§ TEXT SHOWN

* BEGIN *

My problem with the previous iteration was the driving itself. There were a lot of cool concepts, like using the entire U.S. as the game’s open world, but I never wanted to actually drive because it just felt off. The Crew 2 suffers the same fate.
The driving just doesn’t feel good. Everything from drifting to the sense of speed isn’t up to the standards of modern racing games. Even something as old as Burnout Paradise, which was remastered for this generation of consoles, feels tremendously better than Ubisoft’s open-world racer.
The courses add to that frustration. All the events are built within the open-world. As such, you are free to go about the race as you please; arrows are pointing to a recommended route, but you don’t have to take it. Usually, I’m all in on giving the player the freedom to approach a challenge their way but when the races are designed in such a way that going off the beaten path is a detrimental strategy that will almost always end in a loss. A simple fix for this could be moving the checkpoints a bit closer; due to how far each checkpoint is from one another, it’s hard to determine what the recommended route is. I always felt like I was guessing every turn I make.
I was looking more at the mini-map, since it highlights a trail for you to follow, rather than looking at the game. It’s a shame because it looks pretty good. In particular, the vehicles you’ll drive and fly are gorgeous. However, the visuals do falter in some aspects. The draw distance is pretty short (at least on a standard PS4). There have been times while I’m driving and a building or a sign would just appear out of nowhere. Also, there has been a lot of texture pop-in that can be a bit distracting. Save for those gripes, it does look great, especially the sunrise and sunset.
With the lack of modern arcade-style open-world racers, The Crew 2 is a game I want to enjoy. There is a great base here for an addicting racing game. The loot system, in particular, has this Destiny-like quality to it that makes me want to keep racing and garnering loot to increase my car’s “perf level.” Pairing that with a large open-world with plenty to do should be enough for anyone to enjoy. Unfortunately, everything good about the game is bogged down with corny dialogue, poor environmental visuals, confusing course design, and subpar gameplay. I’m hopeful but, as of right now, I’m not too impressed by The Crew 2.

* END *

§ AIM
In the review above of The Crew 2, what simple fix does the reviewer propose for the confusing courses?

§ PROVIDED INFORMATION
* BEGIN *

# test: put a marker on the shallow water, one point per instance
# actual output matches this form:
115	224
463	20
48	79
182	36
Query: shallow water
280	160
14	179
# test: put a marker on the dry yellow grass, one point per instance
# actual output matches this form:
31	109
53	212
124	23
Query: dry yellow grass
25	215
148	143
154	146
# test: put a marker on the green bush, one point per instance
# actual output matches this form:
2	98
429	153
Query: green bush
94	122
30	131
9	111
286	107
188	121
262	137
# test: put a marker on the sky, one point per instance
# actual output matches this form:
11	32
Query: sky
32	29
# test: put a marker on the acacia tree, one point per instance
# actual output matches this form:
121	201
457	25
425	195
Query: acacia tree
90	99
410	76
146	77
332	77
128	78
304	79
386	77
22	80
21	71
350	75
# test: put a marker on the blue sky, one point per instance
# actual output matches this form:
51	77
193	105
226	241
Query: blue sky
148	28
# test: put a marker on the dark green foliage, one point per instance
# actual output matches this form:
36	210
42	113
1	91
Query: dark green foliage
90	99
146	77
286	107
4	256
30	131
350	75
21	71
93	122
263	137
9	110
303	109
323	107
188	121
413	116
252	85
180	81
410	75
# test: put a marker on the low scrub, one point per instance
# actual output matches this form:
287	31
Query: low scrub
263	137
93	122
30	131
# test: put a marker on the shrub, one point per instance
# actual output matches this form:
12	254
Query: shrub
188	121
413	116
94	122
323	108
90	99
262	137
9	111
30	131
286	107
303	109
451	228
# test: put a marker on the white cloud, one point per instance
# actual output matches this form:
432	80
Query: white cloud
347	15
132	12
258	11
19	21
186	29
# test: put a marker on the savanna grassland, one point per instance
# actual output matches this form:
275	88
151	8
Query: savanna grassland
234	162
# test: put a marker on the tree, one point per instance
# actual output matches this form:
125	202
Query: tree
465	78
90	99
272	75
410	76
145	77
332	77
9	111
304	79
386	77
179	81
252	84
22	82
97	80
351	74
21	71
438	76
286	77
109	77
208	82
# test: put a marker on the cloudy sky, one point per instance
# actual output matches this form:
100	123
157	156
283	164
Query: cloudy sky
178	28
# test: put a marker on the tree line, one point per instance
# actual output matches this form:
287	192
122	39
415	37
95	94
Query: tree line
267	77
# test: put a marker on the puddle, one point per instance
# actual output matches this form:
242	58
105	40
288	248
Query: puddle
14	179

* END *

§ THE RESPONSE
Moving the checkpoints a bit closer together.